Task statement
Update the entries below, replacing "matching instance" with "matching object" wherever it appears and keeping everything else unchanged.
[start of Dataset extract]
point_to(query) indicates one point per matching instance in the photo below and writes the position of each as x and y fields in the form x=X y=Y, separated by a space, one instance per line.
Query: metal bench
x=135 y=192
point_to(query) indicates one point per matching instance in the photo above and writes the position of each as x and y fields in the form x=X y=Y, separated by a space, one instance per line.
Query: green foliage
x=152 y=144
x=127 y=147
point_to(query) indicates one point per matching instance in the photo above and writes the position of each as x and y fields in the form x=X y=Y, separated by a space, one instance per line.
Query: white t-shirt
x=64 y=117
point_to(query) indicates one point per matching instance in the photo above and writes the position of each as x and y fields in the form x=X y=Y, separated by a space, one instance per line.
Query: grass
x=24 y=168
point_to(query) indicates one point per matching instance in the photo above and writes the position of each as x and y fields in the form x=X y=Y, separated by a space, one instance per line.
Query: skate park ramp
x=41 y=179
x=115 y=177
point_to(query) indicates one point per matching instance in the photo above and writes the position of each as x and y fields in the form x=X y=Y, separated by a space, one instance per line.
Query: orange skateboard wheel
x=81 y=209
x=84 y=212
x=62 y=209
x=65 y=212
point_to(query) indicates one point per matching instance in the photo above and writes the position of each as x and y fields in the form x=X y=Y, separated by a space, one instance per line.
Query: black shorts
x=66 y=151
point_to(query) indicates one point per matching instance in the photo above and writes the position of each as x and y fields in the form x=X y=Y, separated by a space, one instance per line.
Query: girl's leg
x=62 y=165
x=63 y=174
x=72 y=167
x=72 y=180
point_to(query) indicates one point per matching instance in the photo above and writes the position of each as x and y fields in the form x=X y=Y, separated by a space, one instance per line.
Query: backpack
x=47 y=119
[end of Dataset extract]
Finished exercise
point_to(query) indicates one point per matching object in the photo below and writes the position of each as x and y fields in the form x=X y=Y, separated by a space, one instance per line.
Query: metal bench
x=135 y=192
point_to(query) indicates one point per matching object in the photo above and writes the position of each as x and y fields in the form x=X y=Y, separated by a space, one instance per line.
Query: green foliage
x=152 y=144
x=127 y=147
point_to(query) indicates one point per matching object in the photo above and writes the position of each as x and y fields in the form x=X y=Y, separated by a space, one instance per line.
Query: white t-shirt
x=64 y=117
point_to(query) indicates one point per matching object in the photo above and writes the position of each as x and y fields in the form x=X y=Y, separated by a space, one instance per line.
Query: grass
x=24 y=168
point_to(query) indicates one point per matching object in the photo above and writes the position of each as x and y fields in the form x=X y=Y, separated by a space, one instance per line.
Query: skate park ramp
x=41 y=179
x=115 y=177
point_to(query) indicates one point per matching object in the photo above and writes the position of each as x and y fields in the form x=X y=Y, separated by a space, one instance per line.
Query: orange skateboard wheel
x=81 y=209
x=84 y=212
x=62 y=209
x=65 y=212
point_to(query) indicates one point per matching object in the photo above and writes the position of each as x and y fields in the form x=X y=Y, separated by a space, one instance per line.
Query: black shorts
x=66 y=151
point_to(query) indicates one point per matching object in the photo above and writes the position of each as x and y fields in the form x=X y=Y, separated by a space, one instance per line.
Query: girl's leg
x=62 y=165
x=63 y=174
x=72 y=167
x=72 y=180
point_to(query) indicates one point per matching object in the photo above and writes the position of each as x and y fields in the form x=X y=Y, separated by a space, one instance per line.
Query: backpack
x=47 y=119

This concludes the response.